任务说明 1: 请将海量搜索词统计页面中从“步骤：将原始数据分割成多个分”起至“word_counts = defaultdict(int)”止的那一段一字不差地重新写出。

页面:
....

海量搜索词统计top100

原创已于 2025-05-21 23:02:28 修改 · 1.4k 阅读

32 ·

CC 4.0 BY-SA版权

文章标签：

#算法 #面试

于 2025-05-20 00:17:34 首次发布

处理海量搜索词统计并获取出现次数最多的前100个词，可以通过分治法和堆排序高效实现。具体步骤如下：

1. 分片与哈希分配

步骤：将原始数据分割成多个分片，每个分片大小适合内存处理。对每个分片中的词进行哈希，确保相同词分配到同一中间文件。
实现：
- 使用哈希函数（如MD5或MurmurHash）将每个词映射到固定数量（R）的中间文件中的一个，如 hash(word) % R。
- 每个分片处理完成后，生成R个中间文件，每个文件包含对应哈希值的词。

2. 统计各中间文件词频（Map阶段）

步骤：逐个处理每个分片，统计词频并按哈希分配中间文件。

实现：

def map_function(input_chunk, R):
    word_counts = defaultdict(int)
    for word in input_chunk:
        word_counts[word] += 1
    for word, count in word_counts.items():
        hash_idx = hash(word) % R
        write_to_intermediate_file(hash_idx, (word, count))

3. 合并中间文件并统计全局词频（Reduce阶段）

步骤：处理每个中间文件，累加所有分片中相同词的总次数。

实现：

def reduce_function(intermediate_files):
    global_counts = defaultdict(int)
    for file in intermediate_files:
        for word, count in read_intermediate_file(file):
            global_counts[word] += count
    # 输出到结果文件
    for word, count in global_counts.items():
        write_output_file(word, count)

4. 使用最小堆获取Top100

步骤：遍历所有全局统计结果，维护一个大小为100的最小堆，动态保留最高频词。

实现：

import heapq

def get_top100(output_files):
    heap = []
    for file in output_files:
        for word, count in read_output_file(file):
            if len(heap) < 100:
                heapq.heappush(heap, (count, word))
            else:
                if count > heap[0][0]:
                    heapq.heappop(heap)
                    heapq.heappush(heap, (count, word))
    # 堆中元素按升序排列，需反转得到降序
    return sorted(heap, reverse=True)

....

所列数据:
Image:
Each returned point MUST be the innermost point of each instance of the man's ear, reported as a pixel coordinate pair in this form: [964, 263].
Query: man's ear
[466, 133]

....

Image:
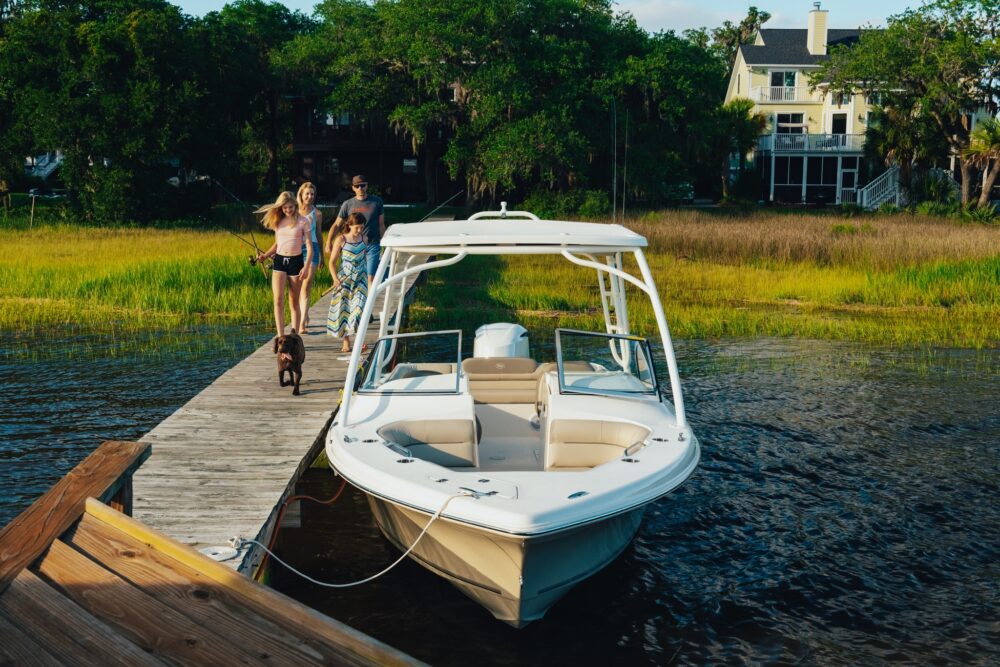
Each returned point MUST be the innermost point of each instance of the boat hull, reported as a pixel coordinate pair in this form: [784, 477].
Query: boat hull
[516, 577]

....

任务说明 2: 上方数据中有多少行含有字符串“Each”？只回答一个数字，大小写须区分。

解答示例 1:
步骤：将原始数据分割成多个分片，每个分片大小适合内存处理。对每个分片中的词进行哈希，确保相同词分配到同一中间文件。
实现：
- 使用哈希函数（如MD5或MurmurHash）将每个词映射到固定数量（R）的中间文件中的一个，如 hash(word) % R。
- 每个分片处理完成后，生成R个中间文件，每个文件包含对应哈希值的词。

2. 统计各中间文件词频（Map阶段）

步骤：逐个处理每个分片，统计词频并按哈希分配中间文件。

实现：

def map_function(input_chunk, R):
    word_counts = defaultdict(int)

解答示例 2: 2